§ **EXTRACTED ENTRIES**
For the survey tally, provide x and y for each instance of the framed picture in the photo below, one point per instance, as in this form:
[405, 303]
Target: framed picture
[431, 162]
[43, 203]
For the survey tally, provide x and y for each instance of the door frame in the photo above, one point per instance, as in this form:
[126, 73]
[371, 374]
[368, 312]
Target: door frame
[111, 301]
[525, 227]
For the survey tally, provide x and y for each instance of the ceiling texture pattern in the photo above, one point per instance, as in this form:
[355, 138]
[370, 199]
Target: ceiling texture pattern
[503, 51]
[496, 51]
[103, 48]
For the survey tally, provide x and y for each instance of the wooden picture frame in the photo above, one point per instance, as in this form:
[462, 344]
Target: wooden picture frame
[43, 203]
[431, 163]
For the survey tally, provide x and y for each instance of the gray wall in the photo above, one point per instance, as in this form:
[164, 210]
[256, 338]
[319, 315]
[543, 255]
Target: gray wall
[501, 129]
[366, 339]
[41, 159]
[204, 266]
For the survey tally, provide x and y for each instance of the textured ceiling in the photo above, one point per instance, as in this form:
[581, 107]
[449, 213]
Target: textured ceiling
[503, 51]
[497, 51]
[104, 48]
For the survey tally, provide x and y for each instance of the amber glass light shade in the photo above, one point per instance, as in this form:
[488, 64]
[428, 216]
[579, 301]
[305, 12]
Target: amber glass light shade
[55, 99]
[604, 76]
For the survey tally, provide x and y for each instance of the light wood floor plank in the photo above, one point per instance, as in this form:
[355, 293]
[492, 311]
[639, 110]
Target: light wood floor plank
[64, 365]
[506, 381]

§ **WORK REQUIRED**
Nothing in the records should differ from the original when you retype them.

§ **RESPONSE AREA**
For the survey tally, provide x and y for each instance of the framed picture in the photo below, one point per instance, as in this form:
[405, 303]
Target: framed picture
[431, 162]
[43, 203]
For the survey tally, provide x and y for each instance of the door frame in the photo above, one point per instance, as in this form:
[126, 73]
[371, 374]
[368, 312]
Target: door frame
[111, 301]
[525, 227]
For the survey tally, provide x and y for each instance of the ceiling texture pattern in the photo above, one point per instance, as in this form:
[355, 138]
[370, 199]
Target: ceiling texture pattern
[503, 51]
[496, 51]
[103, 48]
For the survey tally, provide x and y for each instance of the wooden picture frame in the photo above, one point per instance, as in this form:
[462, 344]
Target: wooden picture frame
[43, 203]
[431, 163]
For the survey tally, provide x and y for each instance of the gray wall in the photo above, one point per instance, as in this form:
[164, 210]
[256, 338]
[319, 315]
[543, 255]
Target: gray wall
[501, 129]
[366, 339]
[41, 159]
[204, 266]
For the survey tally, provide x and y for each instance of the textured ceiling in the photo above, one point per instance, as in this form:
[581, 107]
[449, 213]
Target: textured ceiling
[503, 51]
[497, 51]
[104, 48]
For the survey tally, provide x and y for each instance of the amber glass light shade in the photo above, one point per instance, as in this form:
[488, 64]
[428, 216]
[579, 301]
[305, 12]
Target: amber glass light shade
[55, 99]
[604, 76]
For the survey tally, provide x and y for each instance of the light wood floor plank in the photo above, one point per instance, as in this form:
[355, 293]
[492, 311]
[639, 110]
Target: light wood floor plank
[64, 365]
[506, 381]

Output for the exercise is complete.